→ **EXERCISE INPUT**
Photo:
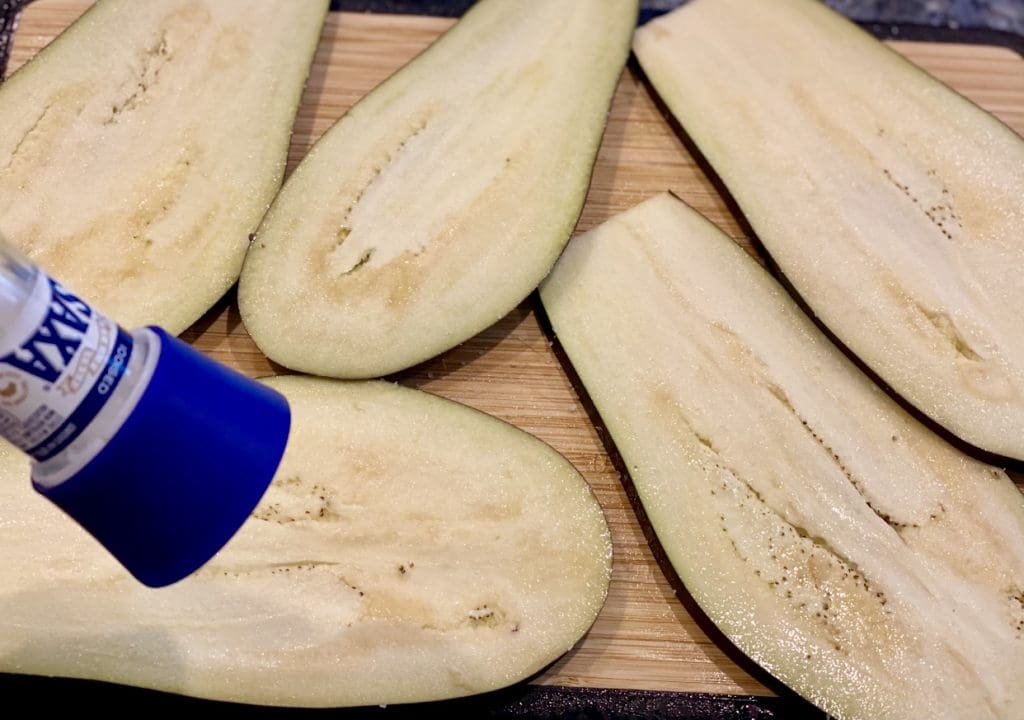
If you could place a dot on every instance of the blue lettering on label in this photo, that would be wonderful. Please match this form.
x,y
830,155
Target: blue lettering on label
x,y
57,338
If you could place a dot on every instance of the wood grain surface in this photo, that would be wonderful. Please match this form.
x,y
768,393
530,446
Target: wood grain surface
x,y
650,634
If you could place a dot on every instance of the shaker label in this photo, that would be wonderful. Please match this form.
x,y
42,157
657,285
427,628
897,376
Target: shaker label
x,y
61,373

→ **SHORT EXERCISE**
Please return every line of the records above without any changes, leaving out the pictures.

→ **EXPECTED ANSWER**
Photo:
If you could place a dot on every instance of the blue lettering on label in this photo, that would be wonderful. Please match this form.
x,y
830,155
Target: blue lettering on label
x,y
57,338
If you could place a dot on every instance of the wood grain surface in this photo, that would be wonderful. Please match this form.
x,y
768,393
530,446
Target: wood grain surface
x,y
650,634
If you could place a dot on every instance of the shaker label in this photo, that would be wonderful. Please match this form.
x,y
42,157
657,285
427,628
897,376
Target: shaker label
x,y
61,373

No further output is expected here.